__REQUIRED ACTION__
Before you finish, make sure each line of the records has been retyped exactly.
**** MATERIAL FOR THE TASK ****
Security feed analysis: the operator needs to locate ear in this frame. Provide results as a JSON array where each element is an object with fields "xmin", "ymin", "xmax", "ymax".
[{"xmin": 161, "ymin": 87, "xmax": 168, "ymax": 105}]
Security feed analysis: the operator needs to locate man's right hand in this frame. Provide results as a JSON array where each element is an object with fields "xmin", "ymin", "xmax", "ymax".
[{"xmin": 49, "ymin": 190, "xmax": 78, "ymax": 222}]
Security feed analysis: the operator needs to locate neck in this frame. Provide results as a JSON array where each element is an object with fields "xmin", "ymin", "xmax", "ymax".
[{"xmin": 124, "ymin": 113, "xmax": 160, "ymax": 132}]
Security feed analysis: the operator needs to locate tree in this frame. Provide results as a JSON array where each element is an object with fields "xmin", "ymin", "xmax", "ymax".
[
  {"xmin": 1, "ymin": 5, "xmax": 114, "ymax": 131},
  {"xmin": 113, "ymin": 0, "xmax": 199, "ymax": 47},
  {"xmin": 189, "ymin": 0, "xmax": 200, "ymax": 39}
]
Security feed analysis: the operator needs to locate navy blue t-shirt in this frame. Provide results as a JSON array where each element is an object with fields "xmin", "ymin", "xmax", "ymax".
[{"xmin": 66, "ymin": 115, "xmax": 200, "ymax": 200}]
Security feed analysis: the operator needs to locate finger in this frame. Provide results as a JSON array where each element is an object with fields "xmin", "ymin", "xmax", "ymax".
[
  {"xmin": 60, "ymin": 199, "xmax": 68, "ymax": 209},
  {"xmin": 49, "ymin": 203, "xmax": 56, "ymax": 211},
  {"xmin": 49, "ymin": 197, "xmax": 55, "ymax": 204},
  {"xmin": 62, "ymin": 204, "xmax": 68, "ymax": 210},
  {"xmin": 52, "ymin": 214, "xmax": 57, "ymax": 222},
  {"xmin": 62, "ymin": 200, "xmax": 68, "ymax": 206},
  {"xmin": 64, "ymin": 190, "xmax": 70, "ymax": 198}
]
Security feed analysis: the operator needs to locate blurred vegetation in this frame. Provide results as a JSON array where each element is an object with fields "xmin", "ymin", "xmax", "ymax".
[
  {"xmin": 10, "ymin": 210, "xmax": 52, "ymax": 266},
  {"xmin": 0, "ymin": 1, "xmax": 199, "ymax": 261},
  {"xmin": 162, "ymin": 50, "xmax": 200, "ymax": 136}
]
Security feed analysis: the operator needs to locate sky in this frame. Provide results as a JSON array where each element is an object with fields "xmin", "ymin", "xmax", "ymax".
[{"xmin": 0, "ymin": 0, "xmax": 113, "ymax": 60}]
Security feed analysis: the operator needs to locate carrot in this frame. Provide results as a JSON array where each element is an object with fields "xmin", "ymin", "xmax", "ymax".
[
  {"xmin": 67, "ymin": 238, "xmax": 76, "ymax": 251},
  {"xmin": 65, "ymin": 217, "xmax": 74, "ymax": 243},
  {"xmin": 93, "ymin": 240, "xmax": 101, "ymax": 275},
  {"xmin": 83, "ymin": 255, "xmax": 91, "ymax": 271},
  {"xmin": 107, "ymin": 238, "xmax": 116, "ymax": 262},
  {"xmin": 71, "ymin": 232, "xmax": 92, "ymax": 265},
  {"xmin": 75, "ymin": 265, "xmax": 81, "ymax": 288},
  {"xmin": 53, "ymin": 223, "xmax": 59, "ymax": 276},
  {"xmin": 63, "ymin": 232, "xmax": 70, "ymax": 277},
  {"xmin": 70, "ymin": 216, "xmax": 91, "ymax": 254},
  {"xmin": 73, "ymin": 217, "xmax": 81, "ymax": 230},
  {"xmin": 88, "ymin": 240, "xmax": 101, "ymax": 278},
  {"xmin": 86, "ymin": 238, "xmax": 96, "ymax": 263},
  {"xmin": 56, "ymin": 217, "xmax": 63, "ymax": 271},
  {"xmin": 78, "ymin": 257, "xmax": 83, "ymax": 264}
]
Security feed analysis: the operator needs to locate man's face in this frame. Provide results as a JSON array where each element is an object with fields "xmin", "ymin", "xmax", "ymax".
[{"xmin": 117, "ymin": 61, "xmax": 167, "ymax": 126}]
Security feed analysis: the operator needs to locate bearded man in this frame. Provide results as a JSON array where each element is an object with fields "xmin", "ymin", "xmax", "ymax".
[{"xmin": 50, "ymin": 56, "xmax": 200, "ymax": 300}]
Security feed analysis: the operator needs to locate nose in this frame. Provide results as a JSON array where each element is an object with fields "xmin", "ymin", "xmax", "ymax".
****
__RESULT OF THE TASK__
Security feed analysis: the operator needs to locate ear in this frame. Provide results as a JSON array where each element is an object with fields "xmin", "ymin", "xmax", "ymax".
[{"xmin": 161, "ymin": 87, "xmax": 168, "ymax": 105}]
Security feed analysis: the operator needs to locate man's right hand in this frame. Provide results as a JSON array where each element is an object with fields "xmin", "ymin", "xmax", "ymax".
[{"xmin": 49, "ymin": 190, "xmax": 78, "ymax": 222}]
Security feed analysis: the operator needs to locate neck in this frame. Provide results as a JSON array where each element is an object with fields "xmin", "ymin", "xmax", "ymax".
[{"xmin": 124, "ymin": 113, "xmax": 160, "ymax": 132}]
Security feed analysis: the operator needs to locate tree in this frame. Provide results as a JSON array where each element is an object with fields "xmin", "ymin", "xmax", "ymax".
[
  {"xmin": 1, "ymin": 5, "xmax": 114, "ymax": 131},
  {"xmin": 113, "ymin": 0, "xmax": 199, "ymax": 47},
  {"xmin": 189, "ymin": 0, "xmax": 200, "ymax": 39}
]
Security feed analysis: the operator needs to locate navy blue t-shirt in this frame. Provide results as a JSON array where each element is an object with fields "xmin", "ymin", "xmax", "ymax".
[{"xmin": 66, "ymin": 115, "xmax": 200, "ymax": 200}]
Security feed analysis: the operator needs to locate finger in this frame. Provide results as a JSON array where each element is an object with fields "xmin", "ymin", "xmax", "ymax".
[
  {"xmin": 60, "ymin": 199, "xmax": 68, "ymax": 209},
  {"xmin": 49, "ymin": 203, "xmax": 56, "ymax": 211},
  {"xmin": 49, "ymin": 197, "xmax": 55, "ymax": 204},
  {"xmin": 62, "ymin": 204, "xmax": 68, "ymax": 210},
  {"xmin": 52, "ymin": 214, "xmax": 57, "ymax": 222},
  {"xmin": 62, "ymin": 200, "xmax": 68, "ymax": 206},
  {"xmin": 64, "ymin": 190, "xmax": 70, "ymax": 198}
]
Security feed analysis: the operator needs to locate blurred vegetation in this frame. Provide results as a JSON array where each element is an object with fields "xmin", "ymin", "xmax", "ymax".
[
  {"xmin": 10, "ymin": 210, "xmax": 52, "ymax": 266},
  {"xmin": 0, "ymin": 1, "xmax": 199, "ymax": 261},
  {"xmin": 162, "ymin": 50, "xmax": 200, "ymax": 136}
]
Security feed analysis: the operator needs to locate sky in this frame. Provide results as a JSON array where each element is an object with fields "xmin", "ymin", "xmax", "ymax".
[{"xmin": 0, "ymin": 0, "xmax": 113, "ymax": 60}]
Security feed analysis: the operator needs to locate carrot in this frame. Provide results as a JSON array where each element is an object with fields "xmin", "ymin", "xmax", "ymax".
[
  {"xmin": 67, "ymin": 238, "xmax": 76, "ymax": 251},
  {"xmin": 65, "ymin": 217, "xmax": 74, "ymax": 243},
  {"xmin": 93, "ymin": 240, "xmax": 101, "ymax": 275},
  {"xmin": 83, "ymin": 255, "xmax": 91, "ymax": 271},
  {"xmin": 107, "ymin": 238, "xmax": 116, "ymax": 262},
  {"xmin": 71, "ymin": 232, "xmax": 92, "ymax": 265},
  {"xmin": 75, "ymin": 265, "xmax": 81, "ymax": 288},
  {"xmin": 53, "ymin": 223, "xmax": 59, "ymax": 276},
  {"xmin": 63, "ymin": 232, "xmax": 70, "ymax": 277},
  {"xmin": 70, "ymin": 216, "xmax": 91, "ymax": 254},
  {"xmin": 73, "ymin": 217, "xmax": 81, "ymax": 230},
  {"xmin": 88, "ymin": 240, "xmax": 101, "ymax": 278},
  {"xmin": 86, "ymin": 238, "xmax": 96, "ymax": 263},
  {"xmin": 56, "ymin": 217, "xmax": 63, "ymax": 271},
  {"xmin": 78, "ymin": 257, "xmax": 83, "ymax": 264}
]
Security feed analysis: the operator needs to locate man's face in this frame. Provide results as a JSON array where each element is an object with fields "xmin", "ymin", "xmax", "ymax".
[{"xmin": 117, "ymin": 61, "xmax": 167, "ymax": 126}]
Security feed analysis: the operator needs to locate bearded man in this frame. Provide results as a JSON array where each element is an object with fields "xmin", "ymin", "xmax", "ymax".
[{"xmin": 50, "ymin": 56, "xmax": 200, "ymax": 300}]
Security feed analysis: the operator needs to locate nose in this frame. Provide results as a JSON array where each element is an object with fields "xmin", "ymin", "xmax", "ymax".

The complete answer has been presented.